In [15], a narrow beam training scheme utilizaing a wide beam codebook is introduced. The received signal corresponding to the m-th wide beam is denoted as ${\mathit{y}}_{\mathrm{w},m}$, and all received signals from the wide beams are combined into a single received signal vector ${\mathit{y}}_{\mathrm{w}}={\left[{\mathit{y}}_{\mathrm{w},1}{\mathit{y}}_{\mathrm{w},2}\cdots {\mathit{y}}_{\mathrm{w},N_{\mathrm{Tx}}/s_{\mathrm{Tx}}}\right]}^T$ where $s_{\mathrm{Tx}}$ defines the number of narrow beams within each wide beam. Due to the increased angular resolution provided by the narrow beam codebook, the objective of the scheme is to forecast the index $m^{*}$ of the best narrow beam based on the received wide beam signal vector. As the number of available candidate narrow beams is constrained, this prediction task can be viewed as a multi-classification problem, where each class represents a specific narrow beam. The prediction model is mathematically formulated as a function $f_1(·)$, as described below:

$$\begin{array}{cc}\hfill & m^{*}=f_1\left({\mathit{y}}_{\mathrm{w}}\right),m^{*}\in \{1,2,\cdots ,N_{\mathrm{Tx}}\}.\hfill \end{array}$$

(13)

Listed entries:
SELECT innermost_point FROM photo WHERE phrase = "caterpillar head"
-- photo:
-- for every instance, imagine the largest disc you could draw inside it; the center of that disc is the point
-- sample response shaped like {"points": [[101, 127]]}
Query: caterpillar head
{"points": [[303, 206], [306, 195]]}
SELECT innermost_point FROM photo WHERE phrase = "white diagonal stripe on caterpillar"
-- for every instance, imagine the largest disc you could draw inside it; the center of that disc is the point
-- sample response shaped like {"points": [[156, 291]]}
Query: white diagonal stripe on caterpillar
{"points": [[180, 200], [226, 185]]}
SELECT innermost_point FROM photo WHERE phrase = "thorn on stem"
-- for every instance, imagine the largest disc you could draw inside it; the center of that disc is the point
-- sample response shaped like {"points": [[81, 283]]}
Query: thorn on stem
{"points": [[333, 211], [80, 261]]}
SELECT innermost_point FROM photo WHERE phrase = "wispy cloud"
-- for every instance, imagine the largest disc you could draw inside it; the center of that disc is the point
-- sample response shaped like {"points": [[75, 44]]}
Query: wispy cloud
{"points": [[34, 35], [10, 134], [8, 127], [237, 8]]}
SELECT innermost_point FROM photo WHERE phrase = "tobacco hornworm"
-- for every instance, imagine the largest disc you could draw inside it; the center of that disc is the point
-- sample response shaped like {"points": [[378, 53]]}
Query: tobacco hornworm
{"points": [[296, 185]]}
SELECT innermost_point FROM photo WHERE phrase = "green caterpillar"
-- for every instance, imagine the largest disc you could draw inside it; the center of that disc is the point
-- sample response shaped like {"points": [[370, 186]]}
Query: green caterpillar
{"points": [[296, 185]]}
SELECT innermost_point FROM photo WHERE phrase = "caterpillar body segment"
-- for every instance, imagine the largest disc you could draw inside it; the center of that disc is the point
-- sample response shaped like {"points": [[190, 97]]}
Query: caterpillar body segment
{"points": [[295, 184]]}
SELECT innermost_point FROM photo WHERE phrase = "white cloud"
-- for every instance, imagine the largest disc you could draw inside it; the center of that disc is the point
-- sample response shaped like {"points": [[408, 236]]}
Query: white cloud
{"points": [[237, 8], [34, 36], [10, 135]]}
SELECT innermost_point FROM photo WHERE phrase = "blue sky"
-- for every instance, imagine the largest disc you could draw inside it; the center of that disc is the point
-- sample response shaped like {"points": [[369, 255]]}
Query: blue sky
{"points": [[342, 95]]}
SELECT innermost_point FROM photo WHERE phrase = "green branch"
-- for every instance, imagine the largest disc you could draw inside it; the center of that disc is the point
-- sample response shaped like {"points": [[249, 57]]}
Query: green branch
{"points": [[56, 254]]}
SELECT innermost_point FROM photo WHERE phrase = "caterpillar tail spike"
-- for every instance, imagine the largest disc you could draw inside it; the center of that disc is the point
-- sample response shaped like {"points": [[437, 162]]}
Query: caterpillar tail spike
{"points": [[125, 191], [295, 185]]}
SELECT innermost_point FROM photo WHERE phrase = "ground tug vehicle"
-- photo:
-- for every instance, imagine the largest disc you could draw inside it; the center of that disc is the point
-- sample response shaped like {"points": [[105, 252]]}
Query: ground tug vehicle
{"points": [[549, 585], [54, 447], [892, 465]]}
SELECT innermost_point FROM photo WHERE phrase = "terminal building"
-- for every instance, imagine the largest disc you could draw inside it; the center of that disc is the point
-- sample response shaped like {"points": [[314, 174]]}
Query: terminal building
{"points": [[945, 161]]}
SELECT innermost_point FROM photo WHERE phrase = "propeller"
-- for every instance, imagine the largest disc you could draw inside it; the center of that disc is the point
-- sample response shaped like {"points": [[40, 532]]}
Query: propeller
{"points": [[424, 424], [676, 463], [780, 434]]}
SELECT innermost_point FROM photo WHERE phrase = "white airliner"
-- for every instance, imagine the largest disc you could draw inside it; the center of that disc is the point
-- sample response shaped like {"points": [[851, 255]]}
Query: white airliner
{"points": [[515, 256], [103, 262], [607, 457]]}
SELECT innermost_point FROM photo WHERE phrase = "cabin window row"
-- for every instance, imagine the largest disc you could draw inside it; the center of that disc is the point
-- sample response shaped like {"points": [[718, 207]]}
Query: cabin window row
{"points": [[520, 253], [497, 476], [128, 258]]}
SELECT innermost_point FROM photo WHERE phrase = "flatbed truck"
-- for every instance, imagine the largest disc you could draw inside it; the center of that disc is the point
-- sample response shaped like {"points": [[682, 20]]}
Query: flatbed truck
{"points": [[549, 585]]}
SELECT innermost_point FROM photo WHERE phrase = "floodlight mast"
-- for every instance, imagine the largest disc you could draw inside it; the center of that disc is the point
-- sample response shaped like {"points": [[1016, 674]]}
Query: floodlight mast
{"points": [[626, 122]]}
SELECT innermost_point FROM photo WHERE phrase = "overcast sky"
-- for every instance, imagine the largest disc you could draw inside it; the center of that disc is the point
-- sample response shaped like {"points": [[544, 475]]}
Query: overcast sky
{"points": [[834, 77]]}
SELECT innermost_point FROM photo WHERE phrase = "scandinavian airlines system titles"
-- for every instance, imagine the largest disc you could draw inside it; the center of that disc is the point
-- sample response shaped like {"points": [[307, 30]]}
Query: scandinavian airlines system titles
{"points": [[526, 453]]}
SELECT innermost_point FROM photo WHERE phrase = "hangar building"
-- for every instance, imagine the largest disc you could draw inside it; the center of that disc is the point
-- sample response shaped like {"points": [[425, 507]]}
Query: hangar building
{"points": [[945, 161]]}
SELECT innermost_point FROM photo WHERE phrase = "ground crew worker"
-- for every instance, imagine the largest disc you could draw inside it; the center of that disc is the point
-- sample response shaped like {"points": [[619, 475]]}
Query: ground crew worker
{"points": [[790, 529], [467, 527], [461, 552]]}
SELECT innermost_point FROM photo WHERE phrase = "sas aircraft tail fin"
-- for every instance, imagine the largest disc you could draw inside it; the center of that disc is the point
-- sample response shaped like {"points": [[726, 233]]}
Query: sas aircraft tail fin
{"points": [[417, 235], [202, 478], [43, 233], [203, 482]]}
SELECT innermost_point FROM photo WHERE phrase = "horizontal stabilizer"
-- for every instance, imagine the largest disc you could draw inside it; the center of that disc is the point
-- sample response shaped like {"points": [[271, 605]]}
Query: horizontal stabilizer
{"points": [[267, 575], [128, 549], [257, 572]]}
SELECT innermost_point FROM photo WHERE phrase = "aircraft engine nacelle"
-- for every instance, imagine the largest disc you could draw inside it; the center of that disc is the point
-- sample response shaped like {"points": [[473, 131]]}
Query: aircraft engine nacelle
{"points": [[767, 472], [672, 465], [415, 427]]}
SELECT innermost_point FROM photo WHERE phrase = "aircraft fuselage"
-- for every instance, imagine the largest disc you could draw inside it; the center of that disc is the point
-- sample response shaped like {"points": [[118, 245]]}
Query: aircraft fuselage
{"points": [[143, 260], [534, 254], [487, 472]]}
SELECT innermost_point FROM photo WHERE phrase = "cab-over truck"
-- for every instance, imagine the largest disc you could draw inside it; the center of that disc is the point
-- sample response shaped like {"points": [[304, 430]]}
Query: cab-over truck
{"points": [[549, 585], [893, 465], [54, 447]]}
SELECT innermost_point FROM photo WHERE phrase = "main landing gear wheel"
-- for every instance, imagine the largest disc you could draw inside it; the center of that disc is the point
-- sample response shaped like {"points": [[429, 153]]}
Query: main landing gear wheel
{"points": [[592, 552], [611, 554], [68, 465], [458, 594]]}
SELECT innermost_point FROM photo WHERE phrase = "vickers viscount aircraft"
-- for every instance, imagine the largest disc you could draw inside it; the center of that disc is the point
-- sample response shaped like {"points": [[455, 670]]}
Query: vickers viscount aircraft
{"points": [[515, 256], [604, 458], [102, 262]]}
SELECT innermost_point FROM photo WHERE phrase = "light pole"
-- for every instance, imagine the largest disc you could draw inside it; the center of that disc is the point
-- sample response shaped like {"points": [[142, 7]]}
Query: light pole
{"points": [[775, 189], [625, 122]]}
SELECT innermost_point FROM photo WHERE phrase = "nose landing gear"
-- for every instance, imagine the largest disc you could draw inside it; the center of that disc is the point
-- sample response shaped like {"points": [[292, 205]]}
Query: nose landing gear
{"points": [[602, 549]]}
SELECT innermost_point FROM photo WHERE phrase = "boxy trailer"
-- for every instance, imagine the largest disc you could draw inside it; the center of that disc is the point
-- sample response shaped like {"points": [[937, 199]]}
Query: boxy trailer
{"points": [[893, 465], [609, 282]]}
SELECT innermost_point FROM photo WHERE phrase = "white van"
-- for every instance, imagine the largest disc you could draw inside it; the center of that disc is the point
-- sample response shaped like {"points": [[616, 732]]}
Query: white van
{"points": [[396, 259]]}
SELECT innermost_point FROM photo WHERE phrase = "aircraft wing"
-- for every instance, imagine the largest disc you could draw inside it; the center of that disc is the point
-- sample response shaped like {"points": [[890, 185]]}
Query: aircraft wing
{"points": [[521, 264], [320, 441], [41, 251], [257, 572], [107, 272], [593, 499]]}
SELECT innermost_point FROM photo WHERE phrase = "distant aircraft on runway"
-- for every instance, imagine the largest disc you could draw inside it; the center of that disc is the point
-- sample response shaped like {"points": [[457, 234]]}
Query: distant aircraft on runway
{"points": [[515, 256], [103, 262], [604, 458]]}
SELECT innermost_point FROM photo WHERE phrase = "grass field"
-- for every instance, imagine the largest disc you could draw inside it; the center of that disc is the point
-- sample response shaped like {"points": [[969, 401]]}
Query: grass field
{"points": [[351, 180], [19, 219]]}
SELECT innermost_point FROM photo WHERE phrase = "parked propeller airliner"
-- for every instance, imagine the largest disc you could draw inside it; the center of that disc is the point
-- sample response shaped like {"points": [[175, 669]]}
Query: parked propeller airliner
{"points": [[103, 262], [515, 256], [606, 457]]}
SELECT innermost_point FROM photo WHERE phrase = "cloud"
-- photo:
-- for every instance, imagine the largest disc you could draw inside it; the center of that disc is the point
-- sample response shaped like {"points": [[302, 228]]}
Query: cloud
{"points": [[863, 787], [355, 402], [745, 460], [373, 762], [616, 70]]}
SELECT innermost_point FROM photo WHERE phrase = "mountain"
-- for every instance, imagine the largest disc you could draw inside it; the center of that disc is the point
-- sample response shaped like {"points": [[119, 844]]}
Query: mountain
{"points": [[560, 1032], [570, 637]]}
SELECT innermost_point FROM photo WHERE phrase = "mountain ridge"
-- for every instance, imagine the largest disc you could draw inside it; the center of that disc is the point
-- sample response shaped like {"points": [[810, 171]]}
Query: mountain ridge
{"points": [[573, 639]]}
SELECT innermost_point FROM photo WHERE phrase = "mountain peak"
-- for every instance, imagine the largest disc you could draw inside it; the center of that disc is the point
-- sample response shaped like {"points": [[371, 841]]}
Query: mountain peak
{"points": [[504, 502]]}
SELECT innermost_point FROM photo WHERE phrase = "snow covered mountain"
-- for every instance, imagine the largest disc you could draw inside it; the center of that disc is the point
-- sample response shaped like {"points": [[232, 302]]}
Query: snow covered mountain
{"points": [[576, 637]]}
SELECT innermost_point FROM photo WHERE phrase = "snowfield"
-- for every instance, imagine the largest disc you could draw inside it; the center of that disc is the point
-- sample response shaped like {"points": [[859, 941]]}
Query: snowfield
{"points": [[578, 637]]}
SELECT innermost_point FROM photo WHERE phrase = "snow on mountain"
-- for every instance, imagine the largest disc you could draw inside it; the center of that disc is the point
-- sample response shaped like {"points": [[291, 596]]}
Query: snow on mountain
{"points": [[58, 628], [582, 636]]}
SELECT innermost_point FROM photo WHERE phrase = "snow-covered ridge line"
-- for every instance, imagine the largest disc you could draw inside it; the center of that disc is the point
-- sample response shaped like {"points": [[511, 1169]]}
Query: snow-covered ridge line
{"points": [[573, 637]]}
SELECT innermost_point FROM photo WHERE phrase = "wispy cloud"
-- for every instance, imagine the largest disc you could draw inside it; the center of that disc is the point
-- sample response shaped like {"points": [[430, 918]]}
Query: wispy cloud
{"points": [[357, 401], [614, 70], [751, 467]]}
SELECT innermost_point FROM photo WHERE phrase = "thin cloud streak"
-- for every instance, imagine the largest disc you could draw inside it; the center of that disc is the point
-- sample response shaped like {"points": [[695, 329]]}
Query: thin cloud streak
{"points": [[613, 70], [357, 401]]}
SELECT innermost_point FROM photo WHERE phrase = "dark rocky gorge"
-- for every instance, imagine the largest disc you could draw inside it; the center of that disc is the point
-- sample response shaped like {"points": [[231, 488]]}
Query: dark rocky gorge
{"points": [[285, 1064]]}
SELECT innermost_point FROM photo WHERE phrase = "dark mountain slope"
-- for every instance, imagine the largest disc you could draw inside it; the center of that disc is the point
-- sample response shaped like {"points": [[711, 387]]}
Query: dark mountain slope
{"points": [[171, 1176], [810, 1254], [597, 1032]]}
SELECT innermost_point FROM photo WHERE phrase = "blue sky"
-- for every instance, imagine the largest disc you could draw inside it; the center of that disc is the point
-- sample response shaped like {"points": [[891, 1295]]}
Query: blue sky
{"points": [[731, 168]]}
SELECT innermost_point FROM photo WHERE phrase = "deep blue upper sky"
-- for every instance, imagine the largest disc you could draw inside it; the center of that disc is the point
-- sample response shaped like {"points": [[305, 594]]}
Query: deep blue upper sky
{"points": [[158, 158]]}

Tasks:
#1 List each symbol whose meaning the beam training passage states, with that meaning.
#2 Carry the beam training passage forward from where it stops.
The lines that come after the beam training passage aren't needed.

The answers:
#1
- $y_{w,m}$: the received signal corresponding to the m-th wide beam
- $y_w$: the single received signal vector combining all received signals from the wide beams
- $s_{Tx}$: the number of narrow beams within each wide beam
- $m^*$: the index of the best narrow beam
- $f_1(·)$: the function that mathematically formulates the prediction model

#2
Implementing this prediction model using conventional estimation methods is challenging for two main reasons. Firstly, the correlation between ${\mathit{y}}_{\mathrm{w}}$ and ${\varphi }_{\mathrm{LOS}}$ demonstrates a strongly nonlinear behavior. Secondly, obtaining the distribution of the composite noise term $n_{\mathrm{eq}}$ is a demanding task due to the variability of NLOS paths in different propagation environments. These two factors contribute to the complexity of the estimation process using conventional methods. As a result, DL is employed, leveraging its strong capability to learn complex nonlinear relationships, in order to facilitate the implementation of the prediction task.

3. Calibrated Beam Training with Channel Attention

The authors in [15] employed an architecture comprising CNN and LSTM for the calibrated beam training (CBT). The CNN module was responsible for expanding the 2-dimensional signal into a 256-dimensional signal, thereby facilitating characteristic extraction. Meanwhile, the LSTM was utilized to handle continuous input signals, making the model robust to noise and enabling it to capture signal variations over time. However, our simulations indicated that the double-layered CNN module was inefficient in characteristic abstraction, and depending solely on the LSTM had limitations in addressing this issue. Consequently, we suggest a novel structure that efficiently captures characteristics.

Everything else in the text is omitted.